# PASSAGE GIVEN
============
Biscoff Cheesecake

This is the most decadent cheesecake you will ever make. It’s easy, tastes incredible and looks completely professional!

biscoff cheesecake the relatable chef

Biscoff Cheesecake

There are no words to describe the decadence and richness of this cheesecake. I will preface and say it does take some prep but do every step and it will come out beautiful. I tried to simplify it as much as I could and make sure I got a recipe that doesn't require a water bath or any baking but the reality is a classic NY style cheesecake NEEDS to be baked.
I used a 9" spring form tin pan for this which is what I recommend. You can definitely use a smaller one too if you want it to be higher.
Prepare to be blown away...!
============
# GIVEN ENTRIES
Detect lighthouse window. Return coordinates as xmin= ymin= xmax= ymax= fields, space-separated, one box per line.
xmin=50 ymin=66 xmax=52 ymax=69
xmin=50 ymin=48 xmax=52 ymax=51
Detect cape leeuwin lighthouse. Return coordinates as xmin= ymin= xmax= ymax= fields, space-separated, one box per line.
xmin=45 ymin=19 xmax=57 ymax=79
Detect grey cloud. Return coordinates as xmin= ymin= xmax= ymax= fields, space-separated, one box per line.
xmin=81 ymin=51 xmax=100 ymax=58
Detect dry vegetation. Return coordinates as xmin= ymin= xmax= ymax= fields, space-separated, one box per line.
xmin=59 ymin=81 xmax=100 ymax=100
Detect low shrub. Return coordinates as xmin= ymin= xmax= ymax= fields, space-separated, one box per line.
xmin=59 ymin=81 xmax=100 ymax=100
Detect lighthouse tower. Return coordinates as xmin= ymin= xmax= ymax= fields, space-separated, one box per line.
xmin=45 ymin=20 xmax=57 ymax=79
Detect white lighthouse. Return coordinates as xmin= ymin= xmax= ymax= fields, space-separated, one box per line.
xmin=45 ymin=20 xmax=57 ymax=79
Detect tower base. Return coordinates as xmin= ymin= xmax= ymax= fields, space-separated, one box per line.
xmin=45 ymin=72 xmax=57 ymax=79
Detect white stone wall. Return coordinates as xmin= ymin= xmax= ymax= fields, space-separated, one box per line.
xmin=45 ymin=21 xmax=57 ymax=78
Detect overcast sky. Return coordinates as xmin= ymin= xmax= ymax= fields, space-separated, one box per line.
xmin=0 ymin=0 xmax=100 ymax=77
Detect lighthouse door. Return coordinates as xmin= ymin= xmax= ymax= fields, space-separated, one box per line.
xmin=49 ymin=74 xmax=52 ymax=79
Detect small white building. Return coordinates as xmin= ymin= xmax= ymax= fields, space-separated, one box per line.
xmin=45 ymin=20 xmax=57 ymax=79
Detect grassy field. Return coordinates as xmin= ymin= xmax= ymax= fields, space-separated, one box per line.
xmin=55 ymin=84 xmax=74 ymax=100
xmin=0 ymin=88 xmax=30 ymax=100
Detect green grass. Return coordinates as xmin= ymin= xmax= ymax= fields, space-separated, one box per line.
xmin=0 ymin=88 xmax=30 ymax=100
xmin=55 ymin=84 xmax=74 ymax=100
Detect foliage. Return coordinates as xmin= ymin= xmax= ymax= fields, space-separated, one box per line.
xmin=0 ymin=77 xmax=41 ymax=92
============
# TASK REQUIREMENTS
1. Answer from the Biscoff cheesecake text:
(a) What size of springform pan does the writer recommend?
(b) According to the writer, what does a classic NY style cheesecake need?
(c) What result does the writer give for using a smaller pan?
2. Write the next part of the Biscoff cheesecake text, starting after its last line.
The items have nothing to do with the Biscoff cheesecake text.

# RESPONSES TO THE EXERCISE
1.
(a) A 9" spring form tin pan.
(b) It needs to be baked.
(c) The cheesecake will be higher.

2.
Prep Time 25 minutes
Cook Time 2 hours 30 minutes
Course Dessert
Servings 8 slices

Ingredients
  

Crust

  • 75 Biscoff Cookies its a 250g package and a half
  • 1.5 sticks Unsaltedd Butter
  • 2 tbsp Granulated Sugar

Cheesecake

  • 40 oz Cream Cheese, Softened its 5 standard 8 oz sticks
  • 2/3 cup Biscoff Spread you can taste test the batter to see if you want it sweeter but remember we are going to top it with Biscoff too
  • 1 tbsp Vanilla
  • 1 cup Heavy Whipping Cream
  • 1 cup White Granulated Sugar
  • 5 Eggs

Topping

  • 1/3 cup Biscoff Spread
  • 3-5 Biscoff Cookies

Instructions
 

  • Let's start with the crust. Preheat oven to 350 degrees. Spray your tin with non stick spray. You can also line it with parchment paper if you wish.
  • Break up the cookies in a food processor until they are fine crumbs. If you don't have a food processor, you can put them in a plastic bag and hit with a rolling pin. You want the cookies to be completely crushed almost like powder.
  • In a microwave safe bowl, add the butter and melt in the microwave for 30 seconds at a time until its completely melted.
  • Pour the butter into the cookie crumb mix and combine. Pour into the baking tin and press down and up the sides until it forms a nice base. You can use a spoon to help this.
  • Bake at 350 degrees for 10 minutes. Once it's done, set aside and let it cool down completely.

Cheesecake Filling

  • Raise oven temperature to 450 degrees.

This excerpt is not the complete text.